TASK STATEMENT:
Wherever the line with "Scan for goalkeeper gloves." sits in the listing below, transcribe from it up to and including the line with "Scan for white pitch line.", exactly, and leave the remaining lines out.
START DATA FOR THIS EXERCISE
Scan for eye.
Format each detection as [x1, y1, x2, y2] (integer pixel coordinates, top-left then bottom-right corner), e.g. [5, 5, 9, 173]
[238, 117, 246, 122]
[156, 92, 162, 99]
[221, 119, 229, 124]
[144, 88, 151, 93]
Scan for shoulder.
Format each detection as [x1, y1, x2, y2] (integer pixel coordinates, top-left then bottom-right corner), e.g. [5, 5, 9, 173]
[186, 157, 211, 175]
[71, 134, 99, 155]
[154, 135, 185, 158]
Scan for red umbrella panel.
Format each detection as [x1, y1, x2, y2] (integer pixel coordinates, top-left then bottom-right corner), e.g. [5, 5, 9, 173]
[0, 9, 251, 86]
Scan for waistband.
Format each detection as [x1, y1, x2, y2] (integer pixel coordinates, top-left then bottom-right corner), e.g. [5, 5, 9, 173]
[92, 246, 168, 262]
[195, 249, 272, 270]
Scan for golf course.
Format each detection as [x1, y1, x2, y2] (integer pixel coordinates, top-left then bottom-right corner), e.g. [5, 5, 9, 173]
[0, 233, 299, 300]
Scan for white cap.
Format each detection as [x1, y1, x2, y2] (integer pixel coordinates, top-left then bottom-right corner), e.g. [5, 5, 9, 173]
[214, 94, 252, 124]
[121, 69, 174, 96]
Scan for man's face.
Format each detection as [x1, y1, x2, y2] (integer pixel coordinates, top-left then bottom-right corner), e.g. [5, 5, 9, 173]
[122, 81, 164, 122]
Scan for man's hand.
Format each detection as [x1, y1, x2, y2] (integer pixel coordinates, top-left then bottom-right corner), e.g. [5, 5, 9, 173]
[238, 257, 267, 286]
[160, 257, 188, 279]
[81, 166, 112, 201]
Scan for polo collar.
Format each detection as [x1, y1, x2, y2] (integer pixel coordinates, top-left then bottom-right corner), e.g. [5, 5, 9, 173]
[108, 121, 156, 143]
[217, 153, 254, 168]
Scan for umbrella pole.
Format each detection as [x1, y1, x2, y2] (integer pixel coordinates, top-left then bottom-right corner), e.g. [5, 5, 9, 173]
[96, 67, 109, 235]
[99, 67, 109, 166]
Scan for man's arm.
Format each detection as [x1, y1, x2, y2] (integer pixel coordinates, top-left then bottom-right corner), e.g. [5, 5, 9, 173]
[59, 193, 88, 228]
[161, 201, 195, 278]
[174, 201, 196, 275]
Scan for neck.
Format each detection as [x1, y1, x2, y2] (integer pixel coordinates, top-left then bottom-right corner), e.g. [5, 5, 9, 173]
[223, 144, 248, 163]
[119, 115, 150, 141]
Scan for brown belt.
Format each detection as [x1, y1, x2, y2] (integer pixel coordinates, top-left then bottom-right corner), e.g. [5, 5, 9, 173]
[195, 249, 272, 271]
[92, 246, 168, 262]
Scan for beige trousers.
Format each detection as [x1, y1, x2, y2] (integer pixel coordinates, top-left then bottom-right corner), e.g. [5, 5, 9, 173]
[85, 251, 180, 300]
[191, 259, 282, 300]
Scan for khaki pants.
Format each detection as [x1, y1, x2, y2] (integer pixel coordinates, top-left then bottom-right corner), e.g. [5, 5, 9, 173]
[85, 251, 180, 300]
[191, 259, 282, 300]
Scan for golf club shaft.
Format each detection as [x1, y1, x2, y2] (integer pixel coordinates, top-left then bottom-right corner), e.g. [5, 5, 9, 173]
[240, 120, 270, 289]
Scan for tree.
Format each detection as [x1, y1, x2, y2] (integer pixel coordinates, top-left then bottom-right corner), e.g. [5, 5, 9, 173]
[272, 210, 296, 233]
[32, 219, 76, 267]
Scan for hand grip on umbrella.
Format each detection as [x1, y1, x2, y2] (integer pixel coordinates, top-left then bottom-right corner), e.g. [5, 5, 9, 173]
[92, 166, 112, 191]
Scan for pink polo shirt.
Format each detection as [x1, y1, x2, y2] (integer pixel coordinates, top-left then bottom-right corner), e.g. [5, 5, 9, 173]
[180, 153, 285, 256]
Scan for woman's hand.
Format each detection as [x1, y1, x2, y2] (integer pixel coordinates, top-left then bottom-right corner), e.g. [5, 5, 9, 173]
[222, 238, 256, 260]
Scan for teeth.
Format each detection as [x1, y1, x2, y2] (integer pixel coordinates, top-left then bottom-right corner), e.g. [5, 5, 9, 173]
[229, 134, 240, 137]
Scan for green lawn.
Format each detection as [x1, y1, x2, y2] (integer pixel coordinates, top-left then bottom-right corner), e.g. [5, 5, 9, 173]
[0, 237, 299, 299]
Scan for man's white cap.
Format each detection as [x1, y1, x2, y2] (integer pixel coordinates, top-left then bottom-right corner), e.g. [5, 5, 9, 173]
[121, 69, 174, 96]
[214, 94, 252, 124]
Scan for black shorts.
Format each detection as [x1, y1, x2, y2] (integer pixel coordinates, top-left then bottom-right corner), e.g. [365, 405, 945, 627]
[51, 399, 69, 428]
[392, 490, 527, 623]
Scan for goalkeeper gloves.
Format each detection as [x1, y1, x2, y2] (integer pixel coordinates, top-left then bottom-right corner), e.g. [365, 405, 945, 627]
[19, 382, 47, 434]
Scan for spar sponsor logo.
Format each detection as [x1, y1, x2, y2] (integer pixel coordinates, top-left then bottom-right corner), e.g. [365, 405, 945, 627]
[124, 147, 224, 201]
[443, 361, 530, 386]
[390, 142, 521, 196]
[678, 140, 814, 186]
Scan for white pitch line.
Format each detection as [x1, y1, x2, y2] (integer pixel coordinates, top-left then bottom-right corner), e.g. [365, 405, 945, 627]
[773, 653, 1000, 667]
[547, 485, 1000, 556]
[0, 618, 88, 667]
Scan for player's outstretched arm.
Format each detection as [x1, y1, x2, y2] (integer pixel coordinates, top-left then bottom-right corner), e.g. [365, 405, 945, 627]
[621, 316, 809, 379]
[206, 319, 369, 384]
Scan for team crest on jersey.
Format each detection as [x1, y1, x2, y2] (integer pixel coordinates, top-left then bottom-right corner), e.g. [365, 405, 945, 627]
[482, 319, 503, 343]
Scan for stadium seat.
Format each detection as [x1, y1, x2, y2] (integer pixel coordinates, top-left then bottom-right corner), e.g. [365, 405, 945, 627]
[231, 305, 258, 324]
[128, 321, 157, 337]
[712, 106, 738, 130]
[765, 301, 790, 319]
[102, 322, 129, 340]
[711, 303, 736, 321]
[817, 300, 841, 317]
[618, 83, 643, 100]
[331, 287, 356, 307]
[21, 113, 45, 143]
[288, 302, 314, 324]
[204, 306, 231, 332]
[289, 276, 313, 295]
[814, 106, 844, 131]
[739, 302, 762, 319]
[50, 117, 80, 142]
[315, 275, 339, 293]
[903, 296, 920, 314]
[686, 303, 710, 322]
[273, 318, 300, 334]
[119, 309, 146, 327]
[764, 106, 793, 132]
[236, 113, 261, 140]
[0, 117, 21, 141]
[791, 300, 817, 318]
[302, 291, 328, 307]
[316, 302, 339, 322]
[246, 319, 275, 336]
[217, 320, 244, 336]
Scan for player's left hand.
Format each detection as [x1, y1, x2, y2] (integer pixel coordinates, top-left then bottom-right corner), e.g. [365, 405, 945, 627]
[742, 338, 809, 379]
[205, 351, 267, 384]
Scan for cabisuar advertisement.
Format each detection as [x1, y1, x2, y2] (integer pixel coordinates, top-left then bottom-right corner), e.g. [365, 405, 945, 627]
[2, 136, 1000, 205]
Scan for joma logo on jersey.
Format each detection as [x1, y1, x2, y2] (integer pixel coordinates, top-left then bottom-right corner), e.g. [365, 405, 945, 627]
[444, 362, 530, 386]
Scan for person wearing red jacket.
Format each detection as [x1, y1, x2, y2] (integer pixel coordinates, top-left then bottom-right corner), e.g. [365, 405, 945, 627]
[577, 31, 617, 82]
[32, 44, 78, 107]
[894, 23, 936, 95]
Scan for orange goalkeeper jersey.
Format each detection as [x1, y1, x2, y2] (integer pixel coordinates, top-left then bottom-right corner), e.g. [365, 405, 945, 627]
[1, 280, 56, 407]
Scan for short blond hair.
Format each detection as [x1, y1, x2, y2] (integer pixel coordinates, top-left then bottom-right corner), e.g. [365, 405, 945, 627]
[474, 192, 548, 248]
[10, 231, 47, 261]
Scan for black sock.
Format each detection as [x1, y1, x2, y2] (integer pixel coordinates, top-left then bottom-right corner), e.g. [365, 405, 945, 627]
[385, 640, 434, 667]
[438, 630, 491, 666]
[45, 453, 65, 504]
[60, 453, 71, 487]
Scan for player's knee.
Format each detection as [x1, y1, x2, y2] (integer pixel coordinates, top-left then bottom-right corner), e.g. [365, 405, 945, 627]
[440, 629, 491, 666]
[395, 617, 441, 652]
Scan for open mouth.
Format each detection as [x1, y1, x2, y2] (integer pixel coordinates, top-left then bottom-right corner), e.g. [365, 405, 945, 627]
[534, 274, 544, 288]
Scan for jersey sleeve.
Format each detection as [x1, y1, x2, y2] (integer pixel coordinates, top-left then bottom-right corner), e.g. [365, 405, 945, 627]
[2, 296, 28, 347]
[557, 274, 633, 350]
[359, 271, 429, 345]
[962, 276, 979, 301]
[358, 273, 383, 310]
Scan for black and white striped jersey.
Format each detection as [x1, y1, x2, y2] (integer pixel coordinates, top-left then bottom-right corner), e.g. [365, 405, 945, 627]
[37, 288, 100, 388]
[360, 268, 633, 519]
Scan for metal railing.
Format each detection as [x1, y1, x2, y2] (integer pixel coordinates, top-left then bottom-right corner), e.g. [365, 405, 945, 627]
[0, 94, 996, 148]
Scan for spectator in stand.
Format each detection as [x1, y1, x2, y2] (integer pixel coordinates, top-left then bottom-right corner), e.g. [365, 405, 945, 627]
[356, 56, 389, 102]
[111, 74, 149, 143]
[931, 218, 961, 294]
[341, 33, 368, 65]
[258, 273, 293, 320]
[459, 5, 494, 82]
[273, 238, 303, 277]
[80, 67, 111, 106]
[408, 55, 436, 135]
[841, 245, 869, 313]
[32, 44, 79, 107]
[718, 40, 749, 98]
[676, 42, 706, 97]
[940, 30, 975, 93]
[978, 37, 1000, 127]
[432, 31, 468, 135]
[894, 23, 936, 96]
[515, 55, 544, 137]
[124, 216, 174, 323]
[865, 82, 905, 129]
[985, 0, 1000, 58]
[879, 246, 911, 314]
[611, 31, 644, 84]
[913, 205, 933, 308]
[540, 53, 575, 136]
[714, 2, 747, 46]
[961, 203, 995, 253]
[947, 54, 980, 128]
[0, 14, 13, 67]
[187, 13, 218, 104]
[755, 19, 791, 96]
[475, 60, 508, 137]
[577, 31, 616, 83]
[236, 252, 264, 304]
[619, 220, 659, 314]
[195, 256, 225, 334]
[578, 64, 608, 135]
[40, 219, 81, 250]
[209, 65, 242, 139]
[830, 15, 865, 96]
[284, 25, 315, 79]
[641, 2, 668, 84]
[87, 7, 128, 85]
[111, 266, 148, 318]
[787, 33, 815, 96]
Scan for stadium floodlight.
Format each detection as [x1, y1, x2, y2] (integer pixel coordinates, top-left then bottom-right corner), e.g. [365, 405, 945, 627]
END DATA FOR THIS EXERCISE
YOUR RESPONSE:
Scan for goalkeeper gloves.
Format each detection as [x1, y1, x2, y2] (integer pixel coordinates, top-left then bottom-right corner), e.g. [365, 405, 945, 627]
[19, 382, 47, 434]
Scan for spar sponsor logo.
Format each detection as [x1, y1, x2, y2] (integer pixel coordinates, top-left then bottom-right corner), e.g. [365, 405, 945, 627]
[124, 147, 224, 201]
[443, 361, 530, 386]
[390, 142, 521, 196]
[678, 140, 814, 186]
Scan for white pitch line.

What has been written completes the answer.